» PROBLEM DESCRIPTION: Render everything in the data below, from the line containing "Task: point out the falling" down to the line containing "point(12, 460)", as a Markdown table with the columns Row (a running number) and Data line. Include both of those lines and leave out any blank lines.

» DATA SECTION:
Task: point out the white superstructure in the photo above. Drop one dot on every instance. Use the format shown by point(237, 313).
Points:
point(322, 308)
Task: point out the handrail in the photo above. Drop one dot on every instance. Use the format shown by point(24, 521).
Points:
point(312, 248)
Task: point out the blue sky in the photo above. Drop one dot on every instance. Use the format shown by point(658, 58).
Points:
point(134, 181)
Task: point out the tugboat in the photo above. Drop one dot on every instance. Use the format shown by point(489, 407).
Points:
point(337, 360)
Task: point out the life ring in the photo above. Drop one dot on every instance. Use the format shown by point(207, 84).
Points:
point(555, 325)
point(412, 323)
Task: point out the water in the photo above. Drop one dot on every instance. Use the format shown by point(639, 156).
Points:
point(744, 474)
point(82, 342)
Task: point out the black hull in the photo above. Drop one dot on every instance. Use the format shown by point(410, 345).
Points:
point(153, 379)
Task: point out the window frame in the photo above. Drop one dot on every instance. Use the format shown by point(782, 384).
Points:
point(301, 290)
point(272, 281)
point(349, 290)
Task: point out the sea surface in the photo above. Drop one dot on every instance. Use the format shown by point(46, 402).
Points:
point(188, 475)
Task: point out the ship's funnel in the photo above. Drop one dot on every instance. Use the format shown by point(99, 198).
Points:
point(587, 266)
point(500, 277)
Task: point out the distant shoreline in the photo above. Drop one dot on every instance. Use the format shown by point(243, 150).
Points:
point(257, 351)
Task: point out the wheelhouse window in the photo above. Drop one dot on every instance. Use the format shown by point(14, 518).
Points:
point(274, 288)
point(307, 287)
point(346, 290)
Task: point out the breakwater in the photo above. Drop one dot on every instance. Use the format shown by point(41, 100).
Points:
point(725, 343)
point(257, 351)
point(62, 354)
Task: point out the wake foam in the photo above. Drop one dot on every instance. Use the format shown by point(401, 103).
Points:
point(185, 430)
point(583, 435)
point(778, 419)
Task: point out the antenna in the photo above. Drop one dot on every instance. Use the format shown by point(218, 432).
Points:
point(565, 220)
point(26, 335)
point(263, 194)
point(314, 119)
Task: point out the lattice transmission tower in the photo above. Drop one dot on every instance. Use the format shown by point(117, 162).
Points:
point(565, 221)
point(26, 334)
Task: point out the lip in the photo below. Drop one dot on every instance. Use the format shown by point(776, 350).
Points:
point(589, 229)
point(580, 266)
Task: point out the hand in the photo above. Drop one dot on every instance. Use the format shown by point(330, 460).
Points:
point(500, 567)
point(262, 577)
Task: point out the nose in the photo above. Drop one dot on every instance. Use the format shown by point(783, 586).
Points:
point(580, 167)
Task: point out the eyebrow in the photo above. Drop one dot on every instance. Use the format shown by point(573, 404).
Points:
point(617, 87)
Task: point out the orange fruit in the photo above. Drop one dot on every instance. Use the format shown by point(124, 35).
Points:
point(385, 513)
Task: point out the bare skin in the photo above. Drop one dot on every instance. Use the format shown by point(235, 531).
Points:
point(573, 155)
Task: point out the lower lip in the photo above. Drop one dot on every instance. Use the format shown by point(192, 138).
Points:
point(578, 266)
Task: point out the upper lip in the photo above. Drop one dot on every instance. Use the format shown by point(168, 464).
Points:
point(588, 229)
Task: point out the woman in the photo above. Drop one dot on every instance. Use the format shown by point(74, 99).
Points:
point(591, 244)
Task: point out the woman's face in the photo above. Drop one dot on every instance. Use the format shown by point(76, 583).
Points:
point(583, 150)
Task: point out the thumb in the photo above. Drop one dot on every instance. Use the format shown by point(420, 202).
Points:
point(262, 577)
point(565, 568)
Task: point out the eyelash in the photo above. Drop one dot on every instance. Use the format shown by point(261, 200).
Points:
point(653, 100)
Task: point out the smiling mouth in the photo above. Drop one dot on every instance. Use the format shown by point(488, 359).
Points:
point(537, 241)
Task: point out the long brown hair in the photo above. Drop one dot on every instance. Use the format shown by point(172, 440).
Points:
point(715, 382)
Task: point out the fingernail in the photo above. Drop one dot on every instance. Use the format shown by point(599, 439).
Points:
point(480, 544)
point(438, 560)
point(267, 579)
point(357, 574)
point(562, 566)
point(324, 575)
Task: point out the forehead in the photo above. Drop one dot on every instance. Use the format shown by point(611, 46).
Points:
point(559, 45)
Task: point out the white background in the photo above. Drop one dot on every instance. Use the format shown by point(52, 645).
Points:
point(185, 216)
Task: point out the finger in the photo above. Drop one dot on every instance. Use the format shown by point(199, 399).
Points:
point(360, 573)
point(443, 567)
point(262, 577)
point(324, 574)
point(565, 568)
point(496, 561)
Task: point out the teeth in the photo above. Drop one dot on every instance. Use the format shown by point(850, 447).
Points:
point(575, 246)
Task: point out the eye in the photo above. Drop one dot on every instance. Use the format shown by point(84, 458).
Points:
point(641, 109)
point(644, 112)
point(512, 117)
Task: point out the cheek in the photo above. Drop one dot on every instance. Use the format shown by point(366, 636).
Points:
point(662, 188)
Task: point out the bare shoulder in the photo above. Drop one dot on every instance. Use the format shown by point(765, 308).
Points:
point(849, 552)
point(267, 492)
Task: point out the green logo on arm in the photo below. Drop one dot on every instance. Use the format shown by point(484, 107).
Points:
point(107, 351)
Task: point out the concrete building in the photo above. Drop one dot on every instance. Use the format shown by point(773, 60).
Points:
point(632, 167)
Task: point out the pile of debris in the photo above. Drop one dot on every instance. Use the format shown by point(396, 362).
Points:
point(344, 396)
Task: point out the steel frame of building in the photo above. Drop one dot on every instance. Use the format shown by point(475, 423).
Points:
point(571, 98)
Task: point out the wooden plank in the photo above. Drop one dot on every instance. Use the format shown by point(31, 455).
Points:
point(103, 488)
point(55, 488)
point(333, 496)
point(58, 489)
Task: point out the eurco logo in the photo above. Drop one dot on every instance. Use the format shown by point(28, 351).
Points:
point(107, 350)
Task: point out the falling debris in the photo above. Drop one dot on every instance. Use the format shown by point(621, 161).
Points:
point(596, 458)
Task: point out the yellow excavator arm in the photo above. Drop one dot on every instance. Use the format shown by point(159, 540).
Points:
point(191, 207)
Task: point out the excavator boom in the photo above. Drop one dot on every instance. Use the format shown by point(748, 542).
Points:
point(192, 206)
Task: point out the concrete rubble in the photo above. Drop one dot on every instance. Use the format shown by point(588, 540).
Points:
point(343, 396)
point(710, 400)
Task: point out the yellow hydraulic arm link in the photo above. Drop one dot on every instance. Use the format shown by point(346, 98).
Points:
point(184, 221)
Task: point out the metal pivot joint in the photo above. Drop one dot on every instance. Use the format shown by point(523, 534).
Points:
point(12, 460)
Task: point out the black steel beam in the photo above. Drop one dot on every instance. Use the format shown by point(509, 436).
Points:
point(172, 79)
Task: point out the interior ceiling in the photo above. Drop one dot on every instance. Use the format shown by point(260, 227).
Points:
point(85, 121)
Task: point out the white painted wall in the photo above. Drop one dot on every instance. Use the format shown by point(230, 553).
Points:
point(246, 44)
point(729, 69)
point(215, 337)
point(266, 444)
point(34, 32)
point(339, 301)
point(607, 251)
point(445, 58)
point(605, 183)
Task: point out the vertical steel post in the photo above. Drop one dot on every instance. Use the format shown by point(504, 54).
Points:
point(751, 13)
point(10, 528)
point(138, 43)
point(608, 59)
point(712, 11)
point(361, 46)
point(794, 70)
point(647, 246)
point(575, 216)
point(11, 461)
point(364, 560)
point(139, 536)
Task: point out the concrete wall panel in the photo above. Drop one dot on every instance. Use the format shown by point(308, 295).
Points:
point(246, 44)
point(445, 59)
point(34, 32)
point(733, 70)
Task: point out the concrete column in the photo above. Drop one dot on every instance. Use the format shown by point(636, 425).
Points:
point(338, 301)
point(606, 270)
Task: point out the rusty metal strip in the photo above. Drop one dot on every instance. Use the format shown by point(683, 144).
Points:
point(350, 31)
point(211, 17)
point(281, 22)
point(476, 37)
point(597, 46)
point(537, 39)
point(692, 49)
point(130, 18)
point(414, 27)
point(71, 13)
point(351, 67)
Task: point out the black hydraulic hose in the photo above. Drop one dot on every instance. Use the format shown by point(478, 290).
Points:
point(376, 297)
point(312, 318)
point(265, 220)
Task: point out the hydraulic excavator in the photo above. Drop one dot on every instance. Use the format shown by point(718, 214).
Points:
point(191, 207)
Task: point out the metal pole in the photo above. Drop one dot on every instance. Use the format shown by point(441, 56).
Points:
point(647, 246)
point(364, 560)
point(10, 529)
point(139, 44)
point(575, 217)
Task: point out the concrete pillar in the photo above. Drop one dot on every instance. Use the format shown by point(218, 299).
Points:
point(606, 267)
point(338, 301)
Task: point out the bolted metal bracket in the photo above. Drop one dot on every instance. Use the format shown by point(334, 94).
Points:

» FINISHED ANSWER:
| Row | Data line |
|---|---|
| 1 | Task: point out the falling debris in the photo above. Drop one dot on every instance. Use the format shown by point(621, 161). |
| 2 | Points: |
| 3 | point(596, 458) |
| 4 | Task: point out the yellow excavator arm in the photo above. Drop one dot on every instance. Use the format shown by point(159, 540). |
| 5 | Points: |
| 6 | point(191, 207) |
| 7 | Task: point out the excavator boom in the photo above. Drop one dot on every instance. Use the format shown by point(748, 542). |
| 8 | Points: |
| 9 | point(192, 206) |
| 10 | Task: point out the concrete rubble in the photo above. Drop one dot on every instance. Use the format shown by point(588, 540). |
| 11 | Points: |
| 12 | point(343, 396) |
| 13 | point(710, 400) |
| 14 | Task: point out the yellow hydraulic arm link in the photo above. Drop one dot on every instance. Use the format shown by point(346, 98). |
| 15 | Points: |
| 16 | point(184, 221) |
| 17 | Task: point out the metal pivot joint in the photo above. Drop one dot on every instance. Use the format shown by point(523, 534). |
| 18 | Points: |
| 19 | point(12, 460) |